START PASSAGE SHOWN
Farmers’ profits jump after switching to corn

Source: Pano feed

AN GIANG (VNS)— Switching from low-yield rice to corn has brought higher incomes for farmers in the Mekong Delta province of An Giang, according to officials.


Over the past two years, many farmers in An Giang Province have been planting one corn crop and two rice crops on the same field each year.


Previously, they rotated three rice crops on the same field every year.


Farmers who participate in the rotating corn-rice crop model have harvested an average of 10.8-12.3 tonnes of corn per hectare, the highest yield in the country.


An Giang is the leader in the Mekong Delta province in switching from planting low-yield rice to corn.


Nguyen Ngoc Khai, head of the An Phu District Agriculture Extension Centre in An Giang, said farmers could earn an average profit of VND24 million (US$1,100) per hectare for a corn crop, three times higher than the profit of a rice crop.
END PASSAGE SHOWN
START EXERCISE DATA
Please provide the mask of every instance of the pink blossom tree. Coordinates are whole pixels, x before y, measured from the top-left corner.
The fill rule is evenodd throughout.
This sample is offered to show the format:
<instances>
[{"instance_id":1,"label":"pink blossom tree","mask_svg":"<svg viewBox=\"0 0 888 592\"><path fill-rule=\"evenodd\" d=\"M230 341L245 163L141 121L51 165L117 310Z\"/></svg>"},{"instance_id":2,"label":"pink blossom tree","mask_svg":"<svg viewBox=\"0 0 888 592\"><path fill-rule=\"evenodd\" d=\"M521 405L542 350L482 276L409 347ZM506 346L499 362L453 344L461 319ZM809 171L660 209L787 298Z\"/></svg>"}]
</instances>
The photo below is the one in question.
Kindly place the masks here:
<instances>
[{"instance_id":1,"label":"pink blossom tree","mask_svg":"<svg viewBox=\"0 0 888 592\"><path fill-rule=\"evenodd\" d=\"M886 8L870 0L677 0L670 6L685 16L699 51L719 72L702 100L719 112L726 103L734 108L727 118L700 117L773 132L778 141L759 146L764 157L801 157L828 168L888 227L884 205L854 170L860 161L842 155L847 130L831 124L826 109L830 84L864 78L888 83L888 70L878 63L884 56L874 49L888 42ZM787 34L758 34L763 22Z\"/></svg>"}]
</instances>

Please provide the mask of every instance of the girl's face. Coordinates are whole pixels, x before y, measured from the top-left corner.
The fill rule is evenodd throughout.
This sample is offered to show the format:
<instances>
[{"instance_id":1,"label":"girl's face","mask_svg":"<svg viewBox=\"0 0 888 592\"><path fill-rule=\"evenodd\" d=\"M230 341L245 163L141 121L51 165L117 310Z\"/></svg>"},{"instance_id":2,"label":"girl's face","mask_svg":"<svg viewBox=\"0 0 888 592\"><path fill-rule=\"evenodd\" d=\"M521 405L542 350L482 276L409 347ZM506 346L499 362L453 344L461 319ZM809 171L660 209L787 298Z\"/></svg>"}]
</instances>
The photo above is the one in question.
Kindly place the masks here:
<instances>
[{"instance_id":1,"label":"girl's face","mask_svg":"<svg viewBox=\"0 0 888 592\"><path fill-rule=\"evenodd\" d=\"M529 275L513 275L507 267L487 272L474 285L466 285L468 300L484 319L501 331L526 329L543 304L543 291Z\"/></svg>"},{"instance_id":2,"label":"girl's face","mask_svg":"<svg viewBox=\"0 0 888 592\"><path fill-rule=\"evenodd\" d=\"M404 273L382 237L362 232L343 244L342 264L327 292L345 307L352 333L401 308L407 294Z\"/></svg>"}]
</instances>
END EXERCISE DATA
THINGS TO DO:
(A) In the article on An Giang corn farming, what average corn yield per hectare have farmers in the rotating corn-rice crop model harvested?
(B) Return, copied word for word, the part of the article on An Giang corn farming from "Farmers’ profits jump" to "according to officials.".

SOLUTIONS BY TASK:
(A) An average of 10.8–12.3 tonnes of corn per hectare.

(B)
Farmers’ profits jump after switching to corn

Source: Pano feed

AN GIANG (VNS)— Switching from low-yield rice to corn has brought higher incomes for farmers in the Mekong Delta province of An Giang, according to officials.